Work instructions
Copy out each line below exactly as it appears.

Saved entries
-=-=-=-=-

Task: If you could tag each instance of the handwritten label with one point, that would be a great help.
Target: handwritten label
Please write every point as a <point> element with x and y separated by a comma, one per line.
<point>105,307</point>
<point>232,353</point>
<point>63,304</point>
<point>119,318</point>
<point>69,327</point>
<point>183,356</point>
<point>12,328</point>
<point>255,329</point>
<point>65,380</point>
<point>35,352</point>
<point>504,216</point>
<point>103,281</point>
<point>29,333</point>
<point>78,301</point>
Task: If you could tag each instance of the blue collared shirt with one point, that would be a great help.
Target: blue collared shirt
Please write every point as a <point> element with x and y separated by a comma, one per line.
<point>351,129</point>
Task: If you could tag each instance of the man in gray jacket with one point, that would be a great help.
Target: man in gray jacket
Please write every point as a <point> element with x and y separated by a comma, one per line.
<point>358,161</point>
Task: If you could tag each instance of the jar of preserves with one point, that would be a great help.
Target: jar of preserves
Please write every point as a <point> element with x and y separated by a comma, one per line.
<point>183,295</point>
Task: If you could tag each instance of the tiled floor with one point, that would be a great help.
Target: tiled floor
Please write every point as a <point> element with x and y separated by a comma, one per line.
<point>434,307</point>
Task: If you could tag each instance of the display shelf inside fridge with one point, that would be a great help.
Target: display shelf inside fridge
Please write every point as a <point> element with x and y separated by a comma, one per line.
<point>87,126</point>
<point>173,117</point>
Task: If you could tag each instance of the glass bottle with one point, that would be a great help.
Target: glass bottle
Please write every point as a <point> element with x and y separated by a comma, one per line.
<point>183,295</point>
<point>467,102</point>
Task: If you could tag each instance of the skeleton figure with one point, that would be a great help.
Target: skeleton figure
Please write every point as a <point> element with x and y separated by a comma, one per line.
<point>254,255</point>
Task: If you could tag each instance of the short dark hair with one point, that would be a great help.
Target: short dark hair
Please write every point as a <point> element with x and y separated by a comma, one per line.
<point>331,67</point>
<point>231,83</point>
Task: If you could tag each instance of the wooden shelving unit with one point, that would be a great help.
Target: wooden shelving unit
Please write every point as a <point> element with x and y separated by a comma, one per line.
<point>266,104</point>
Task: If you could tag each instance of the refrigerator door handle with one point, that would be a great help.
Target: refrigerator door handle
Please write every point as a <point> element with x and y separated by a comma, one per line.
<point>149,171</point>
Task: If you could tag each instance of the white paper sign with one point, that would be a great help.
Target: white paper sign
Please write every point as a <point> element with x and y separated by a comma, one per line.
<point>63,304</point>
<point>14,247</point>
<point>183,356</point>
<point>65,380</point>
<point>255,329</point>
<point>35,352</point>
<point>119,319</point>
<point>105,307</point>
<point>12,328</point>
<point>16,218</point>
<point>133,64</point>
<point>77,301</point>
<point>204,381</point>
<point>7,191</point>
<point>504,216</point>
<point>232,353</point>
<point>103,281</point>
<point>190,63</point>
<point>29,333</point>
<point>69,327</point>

-=-=-=-=-

Task response
Task: If you could tag each instance of the handwritten label with one point, that would be a great help.
Target: handwritten label
Please write every point as a <point> element with x and y separated by a comma, one per line.
<point>105,307</point>
<point>232,353</point>
<point>63,304</point>
<point>119,318</point>
<point>69,327</point>
<point>183,356</point>
<point>12,328</point>
<point>255,329</point>
<point>65,380</point>
<point>35,352</point>
<point>504,216</point>
<point>103,281</point>
<point>29,333</point>
<point>78,301</point>
Task: If you could tag each instance of the blue collared shirt with one point, that would be a great help.
Target: blue collared shirt
Please write every point as a <point> element with x and y separated by a comma, one per line.
<point>351,129</point>
Task: If you could tag each instance of the man in gray jacket with one point, that would be a great help.
Target: man in gray jacket
Please write every point as a <point> element with x and y separated by a comma, one per line.
<point>358,161</point>
Task: If you could tag each instance of the jar of preserves with one point, that would be a great help.
Target: jar of preserves
Please write every point as a <point> element with x and y separated by a comma, one per line.
<point>183,295</point>
Task: If you could tag each instance of the tiled floor with one point, that would be a great help.
Target: tiled floor
Please write every point as a <point> element with x and y separated by a comma, one per line.
<point>434,307</point>
Task: If you could tag each instance of the display shelf inside fridge with one point, that would be a great help.
Target: display shelf inside fridge
Please write every point as a <point> element with x and y separated by a comma, one per line.
<point>87,126</point>
<point>173,117</point>
Task: If you could tag each instance of the glass bottle with one point, that would be a great help.
Target: glass bottle
Please write every point as a <point> element with x and y separated by a comma, one per line.
<point>183,295</point>
<point>467,102</point>
Task: If you could tag each instance of the skeleton figure with one point, that would be a great help.
Target: skeleton figure
Please write every point as a <point> element with x and y separated by a comma, one per line.
<point>254,255</point>
Task: If you could tag each instance of the short dark hair with one point, that would be a great help.
Target: short dark hair
Please write every point as a <point> element with x and y separated by a comma, one per line.
<point>331,67</point>
<point>231,83</point>
Task: If you could tag each instance of the wooden shelving unit with one point, that would be a great help.
Target: wooden shelving unit
Please write every point as a <point> element with x and y separated by a comma, one per line.
<point>266,104</point>
Task: If you could tag each instance of the refrigerator door handle with one point, that would be a great help.
Target: refrigerator door handle
Please write every point as a <point> element with x and y separated by a comma, one per line.
<point>149,171</point>
Task: If you could tag each instance of the white paper sign with one point, that would be a great help.
Target: white paper sign
Please write every point as a <point> element with x and y separated by a comma, one per line.
<point>63,304</point>
<point>14,247</point>
<point>183,356</point>
<point>65,380</point>
<point>255,329</point>
<point>35,352</point>
<point>119,319</point>
<point>105,307</point>
<point>12,328</point>
<point>16,218</point>
<point>133,64</point>
<point>77,301</point>
<point>204,381</point>
<point>7,191</point>
<point>504,216</point>
<point>232,353</point>
<point>103,281</point>
<point>190,63</point>
<point>29,333</point>
<point>69,327</point>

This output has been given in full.